▸ **TASK DESCRIPTION**: Give the material once more, word for word, without any images.
◆ ◆ ◆ ◆ ◆
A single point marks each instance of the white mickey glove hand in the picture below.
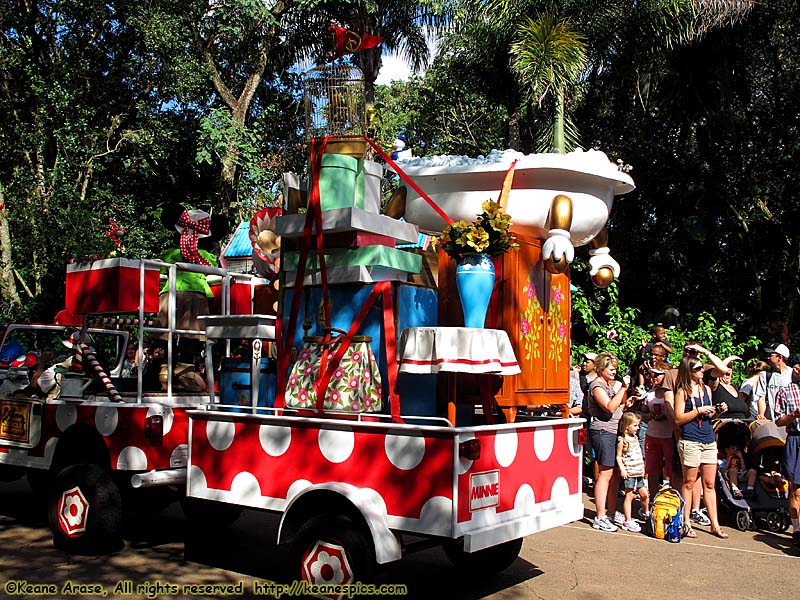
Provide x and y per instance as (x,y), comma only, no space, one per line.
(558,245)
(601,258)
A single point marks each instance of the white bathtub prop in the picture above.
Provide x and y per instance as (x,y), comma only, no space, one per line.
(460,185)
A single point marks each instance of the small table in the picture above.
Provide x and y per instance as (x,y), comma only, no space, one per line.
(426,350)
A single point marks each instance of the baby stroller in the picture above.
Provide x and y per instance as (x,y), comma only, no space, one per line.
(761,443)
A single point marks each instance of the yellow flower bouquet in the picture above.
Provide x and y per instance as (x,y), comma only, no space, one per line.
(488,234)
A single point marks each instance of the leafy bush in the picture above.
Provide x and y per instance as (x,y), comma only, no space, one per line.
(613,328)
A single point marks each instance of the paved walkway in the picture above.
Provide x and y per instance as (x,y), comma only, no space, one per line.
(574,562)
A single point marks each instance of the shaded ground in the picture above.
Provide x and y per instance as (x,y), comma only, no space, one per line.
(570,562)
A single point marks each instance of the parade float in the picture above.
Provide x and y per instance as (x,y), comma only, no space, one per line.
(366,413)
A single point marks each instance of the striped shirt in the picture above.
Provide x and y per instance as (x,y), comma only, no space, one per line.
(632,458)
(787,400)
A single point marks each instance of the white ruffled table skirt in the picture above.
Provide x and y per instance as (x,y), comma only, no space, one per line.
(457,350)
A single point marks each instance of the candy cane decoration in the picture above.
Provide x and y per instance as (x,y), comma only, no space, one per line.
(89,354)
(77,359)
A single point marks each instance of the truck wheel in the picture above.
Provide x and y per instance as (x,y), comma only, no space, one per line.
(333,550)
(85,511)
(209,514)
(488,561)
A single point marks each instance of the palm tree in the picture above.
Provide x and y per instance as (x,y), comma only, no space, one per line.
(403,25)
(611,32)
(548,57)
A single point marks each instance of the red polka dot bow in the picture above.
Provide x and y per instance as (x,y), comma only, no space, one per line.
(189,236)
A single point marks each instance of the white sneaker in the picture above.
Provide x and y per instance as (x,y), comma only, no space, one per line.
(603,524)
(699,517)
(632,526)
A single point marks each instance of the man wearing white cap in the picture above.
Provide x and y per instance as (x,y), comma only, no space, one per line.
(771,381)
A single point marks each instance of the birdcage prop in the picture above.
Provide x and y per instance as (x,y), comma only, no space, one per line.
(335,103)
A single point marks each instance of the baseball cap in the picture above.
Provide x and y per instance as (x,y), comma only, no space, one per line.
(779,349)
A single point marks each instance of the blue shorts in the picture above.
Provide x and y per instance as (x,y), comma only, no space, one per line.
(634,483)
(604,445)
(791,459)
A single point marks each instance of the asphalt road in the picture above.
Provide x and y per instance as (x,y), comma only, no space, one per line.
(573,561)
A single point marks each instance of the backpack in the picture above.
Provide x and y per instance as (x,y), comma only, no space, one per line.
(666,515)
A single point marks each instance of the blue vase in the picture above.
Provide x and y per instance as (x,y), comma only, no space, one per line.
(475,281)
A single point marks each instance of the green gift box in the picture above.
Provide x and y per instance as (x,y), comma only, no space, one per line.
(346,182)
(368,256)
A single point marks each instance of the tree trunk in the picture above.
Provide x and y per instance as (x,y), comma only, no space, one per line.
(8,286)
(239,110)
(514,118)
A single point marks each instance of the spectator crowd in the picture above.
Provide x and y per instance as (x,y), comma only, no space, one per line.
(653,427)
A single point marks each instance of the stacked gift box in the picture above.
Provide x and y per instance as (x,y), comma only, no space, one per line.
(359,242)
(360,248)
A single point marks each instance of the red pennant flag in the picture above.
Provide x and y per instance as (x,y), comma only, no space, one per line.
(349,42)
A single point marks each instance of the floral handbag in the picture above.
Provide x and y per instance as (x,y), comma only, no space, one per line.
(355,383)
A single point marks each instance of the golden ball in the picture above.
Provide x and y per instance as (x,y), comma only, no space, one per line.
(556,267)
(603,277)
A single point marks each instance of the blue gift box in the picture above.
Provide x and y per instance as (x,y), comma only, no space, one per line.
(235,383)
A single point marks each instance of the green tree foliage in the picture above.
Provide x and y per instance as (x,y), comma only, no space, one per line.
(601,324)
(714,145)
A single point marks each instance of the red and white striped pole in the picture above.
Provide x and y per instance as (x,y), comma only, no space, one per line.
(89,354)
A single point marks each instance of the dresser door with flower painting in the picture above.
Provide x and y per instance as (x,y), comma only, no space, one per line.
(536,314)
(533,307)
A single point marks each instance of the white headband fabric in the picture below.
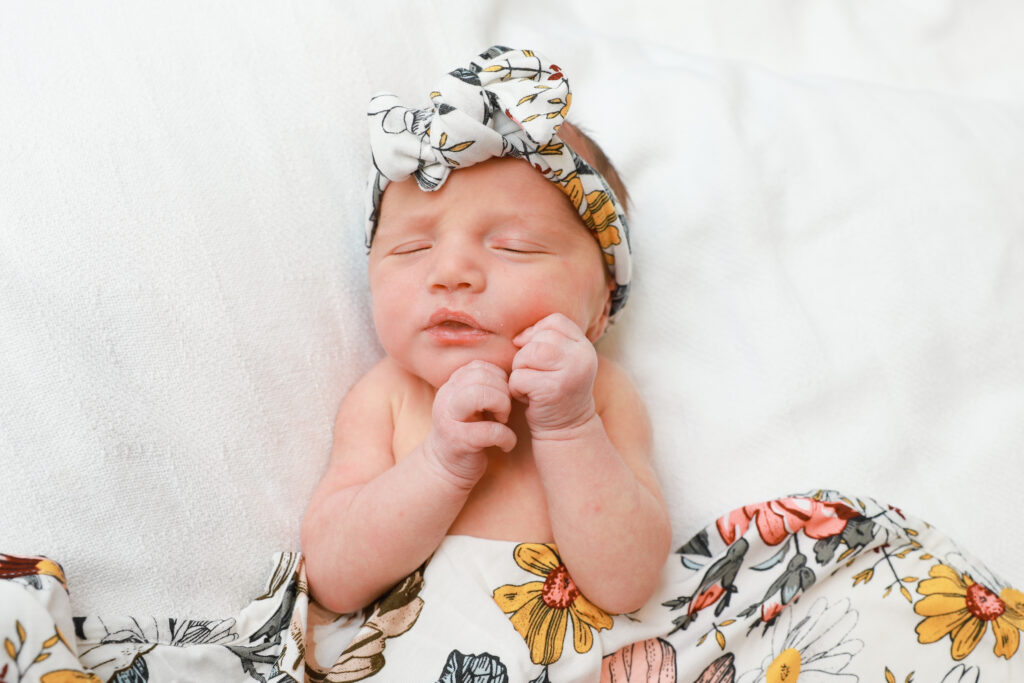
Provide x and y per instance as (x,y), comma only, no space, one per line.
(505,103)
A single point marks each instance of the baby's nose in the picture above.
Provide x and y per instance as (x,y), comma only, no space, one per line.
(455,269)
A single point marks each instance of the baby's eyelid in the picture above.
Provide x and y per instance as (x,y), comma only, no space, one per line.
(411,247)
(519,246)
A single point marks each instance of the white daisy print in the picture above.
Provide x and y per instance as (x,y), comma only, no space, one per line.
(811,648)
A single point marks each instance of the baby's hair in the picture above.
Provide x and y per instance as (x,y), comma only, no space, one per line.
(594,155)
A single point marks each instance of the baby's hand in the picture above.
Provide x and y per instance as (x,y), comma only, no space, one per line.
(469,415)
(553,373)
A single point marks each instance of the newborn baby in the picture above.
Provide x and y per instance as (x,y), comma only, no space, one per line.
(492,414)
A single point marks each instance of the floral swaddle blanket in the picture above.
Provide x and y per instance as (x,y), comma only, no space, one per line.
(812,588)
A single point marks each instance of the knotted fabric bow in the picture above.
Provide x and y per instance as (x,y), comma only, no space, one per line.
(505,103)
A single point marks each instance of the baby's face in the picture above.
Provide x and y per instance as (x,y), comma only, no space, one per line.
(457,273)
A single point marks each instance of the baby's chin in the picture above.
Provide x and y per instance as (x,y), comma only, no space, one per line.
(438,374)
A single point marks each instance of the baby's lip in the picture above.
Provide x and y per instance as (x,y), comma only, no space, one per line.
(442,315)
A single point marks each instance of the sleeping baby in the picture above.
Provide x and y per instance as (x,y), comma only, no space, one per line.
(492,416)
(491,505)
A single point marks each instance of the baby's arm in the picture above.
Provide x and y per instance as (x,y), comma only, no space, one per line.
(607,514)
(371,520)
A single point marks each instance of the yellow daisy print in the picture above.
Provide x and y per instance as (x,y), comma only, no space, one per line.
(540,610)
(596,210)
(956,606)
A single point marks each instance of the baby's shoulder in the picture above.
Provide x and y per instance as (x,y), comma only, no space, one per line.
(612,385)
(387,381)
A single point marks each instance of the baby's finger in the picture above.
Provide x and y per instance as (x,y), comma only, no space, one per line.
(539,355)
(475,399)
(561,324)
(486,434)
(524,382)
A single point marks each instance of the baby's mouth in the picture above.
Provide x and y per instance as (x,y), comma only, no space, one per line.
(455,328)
◆ ◆ ◆ ◆ ◆
▸ **FINISHED TASK**:
A single point marks each instance of the white mickey glove hand in the picture below.
Provide x and y per instance as (x,y), comma only, no space, one per line.
(558,245)
(601,258)
A single point marks each instance of the white bathtub prop in the picture above.
Provide x and y per instance as (x,y), comma only, no space, one per line.
(460,185)
A single point marks each instance of the small table in the picture above.
Provide x and y per instance as (x,y), comma only, no space, one per line.
(426,350)
A single point marks each instance of the baby stroller in the picture above.
Provide x and y per instance as (x,y), comma only, no space, one per line.
(761,443)
A single point marks each instance of the yellow flower bouquet in the picture above.
Provide x and y per instance as (x,y), comma only, no space, one per line.
(488,234)
A single point marks each instance of the leafy bush in the picture above.
Provide x and y per instance as (x,y), comma only, no space, one per line.
(613,328)
A single point marks each instance of the paved walkway in the picture above.
Provide x and y per instance as (x,y), comma only, no space, one per line.
(574,562)
A single point marks each instance of the shaded ground in the picture above.
Provide x and y per instance as (x,y), comma only, no space, one per line.
(570,562)
A single point marks each instance of the parade float in the picture above.
Provide x and y per instance as (x,y), comma only, no space, one per line.
(366,413)
A single point marks each instance of the striped shirt in the picture above.
Provide x and y per instance as (x,y), comma only, no space, one per line.
(632,458)
(787,400)
A single point marks each instance of the white ruffled table skirt in the picture above.
Provide x and y per instance as (x,y), comma only, no space, one per line.
(457,350)
A single point marks each instance of the candy cane decoration in the picture above.
Provide x and y per instance as (x,y), comma only, no space, one per line.
(89,354)
(77,359)
A single point marks each instance of the truck wheel in the picture above.
Provide x and y per instance as (x,y), comma only, no space, one per line.
(333,550)
(85,511)
(209,514)
(488,561)
A single point marks each instance of the palm tree in the picture above.
Provide x and y per instance as (x,y), comma only, no space, one per line.
(403,25)
(611,32)
(548,57)
A single point marks each instance of the red polka dot bow in the picture above.
Provide x and y per instance as (x,y), comma only, no space, one per line.
(189,236)
A single point marks each instance of the white sneaker in the picture above.
Provide x and y per instance as (x,y), comma only, no space, one per line.
(603,524)
(699,517)
(632,526)
A single point marks each instance of the man wearing white cap in the picture above.
Provide x and y per instance as (x,y), comma only, no space, one per line.
(771,381)
A single point marks each instance of the birdcage prop in the picture above.
Provide x and y per instance as (x,y), comma only, no space, one per line.
(335,103)
A single point marks each instance of the baseball cap in the picture above.
Provide x and y per instance as (x,y), comma only, no space, one per line.
(779,349)
A single point marks each instance of the blue shorts in the picture above.
Provide x and y per instance as (x,y), comma only, no space, one per line.
(634,483)
(604,445)
(791,459)
A single point marks each instance of the asphalt road in the picture above.
Provide x and y per instance as (x,y), comma only, no space, one per line.
(573,561)
A single point marks each instance of the backpack in the picture above.
Provide x and y per instance as (x,y), comma only, no space, one per line.
(666,515)
A single point marks each instance of the blue vase in the picture above.
Provide x and y per instance as (x,y), comma only, no space, one per line.
(475,281)
A single point marks each instance of the green gift box in the picture above.
Provide x and y per instance as (x,y), comma only, no space, one per line.
(346,182)
(368,256)
A single point marks each instance of the tree trunk in the picture above.
Provide x and y per instance as (x,y), comma only, no space, one per line.
(8,286)
(239,110)
(514,118)
A single point marks each instance of the spectator crowd in the picture above.
Provide x and y per instance as (x,y), comma only, no space, one per line.
(653,427)
A single point marks each instance of the stacked gift box in the picture above.
Provide x and y per instance as (x,y), comma only, no space, one per line.
(359,242)
(360,248)
A single point marks each instance of the red pennant flag in the picture above.
Provide x and y per instance as (x,y), comma only, no space, one per line.
(349,42)
A single point marks each instance of the floral handbag in the picture above.
Provide x and y per instance as (x,y), comma only, no space, one per line.
(355,383)
A single point marks each instance of the golden ball in the picture above.
Provide x and y per instance as (x,y), comma only, no space, one per line.
(556,267)
(603,277)
A single point marks each instance of the blue gift box in the picture above.
Provide x and y per instance as (x,y), comma only, no space, one per line.
(235,383)
A single point marks each instance of the green tree foliage in the picture above.
Provide x and y per instance as (x,y), comma only, no space, one per line.
(601,324)
(714,145)
A single point marks each instance of the red and white striped pole in the picture above.
Provide x and y per instance as (x,y), comma only, no space, one per line.
(89,354)
A single point marks each instance of the dresser door with flower painting in the picture above.
Provide x and y per instance as (x,y), comma only, no space, one per line.
(536,314)
(533,307)
A single point marks each instance of the white headband fabric in the picture below.
Provide x and y per instance as (x,y), comma only, no space, one per line.
(505,103)
A single point marks each instance of the baby's nose in the picture above.
Provide x and y per instance as (x,y), comma only, no space, one per line.
(455,269)
A single point marks each instance of the baby's eyelid in the picture above.
Provide x and y per instance as (x,y), comma only, no space, one per line.
(411,247)
(519,246)
A single point marks each instance of the white daisy print in the picture above.
Provide x and y per instance as (x,y), comma only, no space, one per line.
(811,648)
A single point marks each instance of the baby's hair in the picture above.
Provide x and y per instance as (x,y), comma only, no space, one per line.
(594,155)
A single point marks each instance of the baby's hand in the picture above.
Provide x and y per instance as (x,y), comma only, no space, one per line.
(469,415)
(553,373)
A single point marks each instance of the newborn baby in the picture above.
Provide x and y per instance as (x,y), comma only, no space, one per line.
(492,414)
A single point marks each instance of the floral swaddle blanket in the picture above.
Provide x and y per instance as (x,y), comma only, no space, one per line.
(812,588)
A single point marks each instance of the knotted fabric bow in the picture above.
Provide x and y per instance as (x,y), comma only, no space, one per line.
(505,103)
A single point marks each instance of the baby's face in the picture above.
Provide x and y per instance as (x,y), comma only, no space, one per line.
(457,273)
A single point marks each instance of the baby's chin in the picture above.
Provide x and y per instance as (x,y), comma only, no space, one per line.
(438,374)
A single point marks each instance of the baby's lip in the picture above.
Provide x and y per instance as (x,y), comma only, no space, one per line.
(442,315)
A single point marks each instance of the sleeping baby in the picture above.
Provide x and y per instance as (x,y), comma only, no space, one per line.
(492,416)
(491,505)
A single point marks each instance of the baby's arm in the picture above.
Provide x and y per instance as (x,y), comma only, no space, one per line.
(607,514)
(371,520)
A single point marks each instance of the yellow daisy print in the picture above.
Provide x and y per instance as (x,y), comma only, no space, one per line.
(540,610)
(596,210)
(956,606)
A single point marks each instance of the baby's shoulder in the picture above.
Provide x and y per instance as (x,y), comma only, no space, one per line.
(612,385)
(387,381)
A single point marks each instance of the baby's finger in the picture above.
Provide x and y per instance as (x,y), comma only, no space, one per line.
(539,355)
(475,399)
(561,324)
(486,434)
(524,382)
A single point marks each instance of the baby's mouth in the picture above.
Provide x and y per instance as (x,y), comma only, no space, one per line.
(455,328)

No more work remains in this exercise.